Therefore, as described above, in order that the coolant is circulated in or supplied to each part, it becomes necessary to use a branch pipe separately and connect it to piping. Thus, there arises a problem that the piping becomes complicated and worsens engine maintenance.
Then, in order to simplify connection of the pipes described above, a coolant passage apparatus is disclosed in cited literature shown below in which the piping is directly attached to a coolant discharging outlet of the engine, a thermo valve is accommodated in the piping, and connection parts of the pipes are collected.

Citation List

Patent Literature

Patent Literature 1: Japanese Patent Publication No. H4-16610

Disclosure of the Invention

Problems to be Solved by the Invention

Incidentally, the coolant passage apparatus disclosed in the above-mentioned cited literature has a considerably complicated structure including, for example, a collecting pipe for receiving and collecting the coolant by directly connecting to a pair of respective banks of a V-engine, a by-pass passage, an outlet for supplying the coolant to a radiator, an inlet for receiving the coolant from the radiator, a piping connection part for a water pump, etc.
In such a coolant passage apparatus, the whole apparatus is molded from a metal material, so that the molding process is not so easy. Thus, there arises a problem in that the molding process adds costs and increases its weight.

Work to do:
**a.** In the coolant passage text, what material is the whole apparatus molded from?
**b.** Please extract every line of the listing that contains the string "renault", matching case exactly.
The coolant passage text has no connection to the listing.

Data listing
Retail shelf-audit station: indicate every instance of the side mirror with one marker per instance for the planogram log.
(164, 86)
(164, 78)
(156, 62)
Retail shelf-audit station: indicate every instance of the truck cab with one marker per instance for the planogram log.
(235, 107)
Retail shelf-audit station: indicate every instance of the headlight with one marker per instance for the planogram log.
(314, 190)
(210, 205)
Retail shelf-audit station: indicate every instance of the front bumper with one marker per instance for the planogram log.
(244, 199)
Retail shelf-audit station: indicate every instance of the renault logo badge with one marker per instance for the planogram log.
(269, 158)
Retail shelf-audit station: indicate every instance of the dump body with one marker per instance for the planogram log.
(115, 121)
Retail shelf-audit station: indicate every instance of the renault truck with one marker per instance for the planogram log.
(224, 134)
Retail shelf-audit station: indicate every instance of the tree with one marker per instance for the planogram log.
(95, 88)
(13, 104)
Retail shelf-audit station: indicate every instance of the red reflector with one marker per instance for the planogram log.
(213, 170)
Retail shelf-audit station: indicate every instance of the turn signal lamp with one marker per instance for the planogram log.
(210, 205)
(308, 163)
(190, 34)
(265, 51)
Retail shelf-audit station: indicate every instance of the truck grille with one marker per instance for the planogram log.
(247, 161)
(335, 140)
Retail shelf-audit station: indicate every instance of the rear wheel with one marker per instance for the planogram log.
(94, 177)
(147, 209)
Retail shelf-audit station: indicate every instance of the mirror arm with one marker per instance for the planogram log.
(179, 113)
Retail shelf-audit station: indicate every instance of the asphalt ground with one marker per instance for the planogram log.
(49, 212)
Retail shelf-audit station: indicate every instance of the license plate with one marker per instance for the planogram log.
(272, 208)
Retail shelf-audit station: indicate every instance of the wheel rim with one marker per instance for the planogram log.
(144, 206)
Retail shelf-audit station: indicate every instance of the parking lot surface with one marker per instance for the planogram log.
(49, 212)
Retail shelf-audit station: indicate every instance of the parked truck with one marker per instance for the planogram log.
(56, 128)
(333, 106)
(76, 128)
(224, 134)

The solutions:
**a.** A metal material.

**b.**
Retail shelf-audit station: indicate every instance of the renault logo badge with one marker per instance for the planogram log.
Retail shelf-audit station: indicate every instance of the renault truck with one marker per instance for the planogram log.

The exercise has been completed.